>> Start PASSAGE GIVEN

Hello,
During my experiment with adding title and host to scoring I have changed nutch source to allow setting boost values for fields in nutch config file. I am attaching patch for latest SVN version.
I was testing many values of these properties for our site and finally we use: 2.0 for host, 1.0 for all others. It was helping a little when our index contained a lot of pages from spam sites. When we removed those bad pages - it really does not matter as much as I hoped. Anyway I am attaching a patch so anyone can play with it.
Regards
Piotr
Index: conf/nutch-default.xml
===================================================================
--- conf/nutch-default.xml (revision 161968)
+++ conf/nutch-default.xml (working copy)
@@ -669,4 +669,43 @@
</description>
</property>
+<!-- query-basic plugin properties -->
+
+ <property>
+ <name>query.url.boost</name>
+ <value>4.0</value>
+ <description> Used as a boost for url field in Lucene query.
+ </description>
+ </property>
+
+ <property>
+ <name>query.anchor.boost</name>
+ <value>2.0</value>
+ <description> Used as a boost for anchor field in Lucene query.
+ </description>
+ </property>
+
+
+ <property>
+ <name>query.title.boost</name>
+ <value>1.5</value>
+ <description> Used as a boost for title field in Lucene query.
+ </description>
+ </property>
+
+ <property>
+ <name>query.host.boost</name>
+ <value>2.0</value>
+ <description> Used as a boost for host field in Lucene query.
+ </description>
+ </property>
+
+ <property>
+ <name>query.phrase.boost</name>
+ <value>1.0</value>
+ <description> Used as a boost for phrase in Lucene query.
+ Multiplied by boost for field phrase is matched in.
+ </description>
+ </property>
+
</nutch-conf>
Index:
src/plugin/query-basic/src/java/org/apache/nutch/searcher/basic/BasicQueryFilter.java
===================================================================
---
src/plugin/query-basic/src/java/org/apache/nutch/searcher/basic/BasicQueryFilter.java
(revision 161968)
+++
src/plugin/query-basic/src/java/org/apache/nutch/searcher/basic/BasicQueryFilter.java
(working copy)

>> End PASSAGE GIVEN
>> Start RECORDED INFORMATION

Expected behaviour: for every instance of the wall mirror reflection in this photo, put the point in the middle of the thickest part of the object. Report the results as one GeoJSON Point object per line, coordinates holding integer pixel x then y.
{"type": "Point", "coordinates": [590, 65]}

>> End RECORDED INFORMATION

## WHAT YOU NEED TO DO
A) In the post on Nutch field boosts, which boost value did the writer's site finally settle on for the host field?
B) Output the part of the post on Nutch field boosts that opens with the words containing "I was testing" and closes with "play with it.".

## WORKED SOLUTIONS
A) 2.0

B)
I was testing many values of these properties for our site and finally we use: 2.0 for host, 1.0 for all others. It was helping a little when our index contained a lot of pages from spam sites. When we removed those bad pages - it really does not matter as much as I hoped. Anyway I am attaching a patch so anyone can play with it.